## Text passage
## Start

My first attempt to work with Peter O’Toole was not a success. I was directing an adaptation of J.G. Farrell’s novel ‘Troubles’ set during the Irish War of Independence in a crumbling hotel run by an eccentric Anglo Irishman. Peter was more wishful thinking than realistic casting, the year before he had shot The Last Emperor for Bertolucci and he had just completed High Spirits for Neil Jordan, so persuading him to take on a low budget ITV script did not seem very likely. However I attempted to compose a persuasive letter and had long conversations with Steve Kennis (his agent) who offered the cautious encouragement that ‘I never try and second guess Peter’ and sent him the script.

A few days later I received an invitation to supper and found myself nervously walking up Hampstead Hill on a wet November evening towards a gloomy and seemingly deserted mansion set back from the road behind a high wall. The door was opened by a casually dressed Irishman of indeterminate age and I was informed that Peter was on the phone and politely ushered into in a dark basement dining room, laid for two (soup plates) with my self-confidence rapidly evaporating. I waited for what seemed like a long time but probably wasn’t, until Peter bounded in, tall, distracted and energetic, full of apologies at being on the phone he announced he was hungry and the soup was served. There was there was no attempt to tantalise, he immediately declared his interest, he liked the script which he had read carefully and had some questions. I found myself cautiously warning him about the budget, conditions on location, the schedule, not wanting to discourage but trying and make sure that this would actually happen rather than fall down in the first moment of negotiation Peter just rolled his eyes and said ‘The buggers always make it a hard as possible for us’, and that was that.

## End

## Excerpted records
## Start

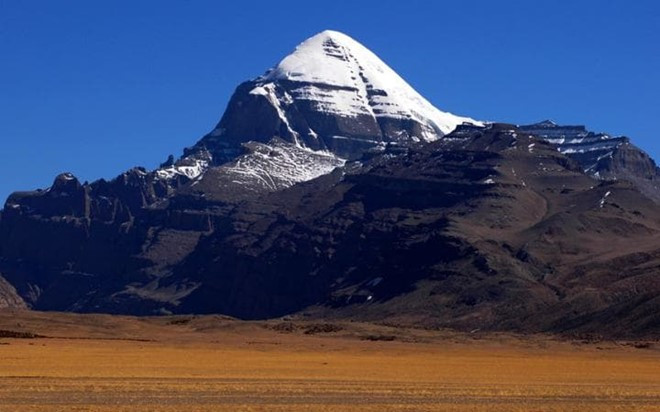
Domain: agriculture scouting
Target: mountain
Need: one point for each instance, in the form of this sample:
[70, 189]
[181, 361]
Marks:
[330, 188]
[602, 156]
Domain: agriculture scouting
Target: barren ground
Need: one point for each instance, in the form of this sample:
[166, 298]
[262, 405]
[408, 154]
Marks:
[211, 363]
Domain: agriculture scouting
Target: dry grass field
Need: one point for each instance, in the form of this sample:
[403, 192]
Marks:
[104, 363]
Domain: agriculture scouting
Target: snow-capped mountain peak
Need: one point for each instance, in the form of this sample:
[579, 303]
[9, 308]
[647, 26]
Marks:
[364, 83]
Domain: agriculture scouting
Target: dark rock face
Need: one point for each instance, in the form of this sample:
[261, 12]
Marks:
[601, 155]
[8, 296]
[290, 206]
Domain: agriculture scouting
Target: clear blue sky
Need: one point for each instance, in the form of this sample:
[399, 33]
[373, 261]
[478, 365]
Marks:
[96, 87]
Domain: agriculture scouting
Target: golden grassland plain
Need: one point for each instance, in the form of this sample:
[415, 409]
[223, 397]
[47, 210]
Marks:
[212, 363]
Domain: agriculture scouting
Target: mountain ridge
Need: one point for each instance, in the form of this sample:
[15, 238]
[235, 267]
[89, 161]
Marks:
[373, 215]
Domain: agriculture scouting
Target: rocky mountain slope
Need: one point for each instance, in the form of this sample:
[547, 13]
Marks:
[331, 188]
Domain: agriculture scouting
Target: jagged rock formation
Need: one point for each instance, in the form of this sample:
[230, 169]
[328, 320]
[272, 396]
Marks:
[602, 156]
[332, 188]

## End
## Start

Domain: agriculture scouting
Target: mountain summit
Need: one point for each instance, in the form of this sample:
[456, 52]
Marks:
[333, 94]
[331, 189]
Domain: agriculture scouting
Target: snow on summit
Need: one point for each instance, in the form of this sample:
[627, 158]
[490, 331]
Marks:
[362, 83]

## End

## Task instructions
1: List every person named in the passage about Peter O'Toole.
2: Reproduce the passage about Peter O'Toole word for word, from "My first attempt" to "him the script.".
The entries are separate material from the passage about Peter O'Toole.

## Correct answers
1: Peter O'Toole, J.G. Farrell, Bertolucci, Neil Jordan, Steve Kennis

2:
My first attempt to work with Peter O’Toole was not a success. I was directing an adaptation of J.G. Farrell’s novel ‘Troubles’ set during the Irish War of Independence in a crumbling hotel run by an eccentric Anglo Irishman. Peter was more wishful thinking than realistic casting, the year before he had shot The Last Emperor for Bertolucci and he had just completed High Spirits for Neil Jordan, so persuading him to take on a low budget ITV script did not seem very likely. However I attempted to compose a persuasive letter and had long conversations with Steve Kennis (his agent) who offered the cautious encouragement that ‘I never try and second guess Peter’ and sent him the script.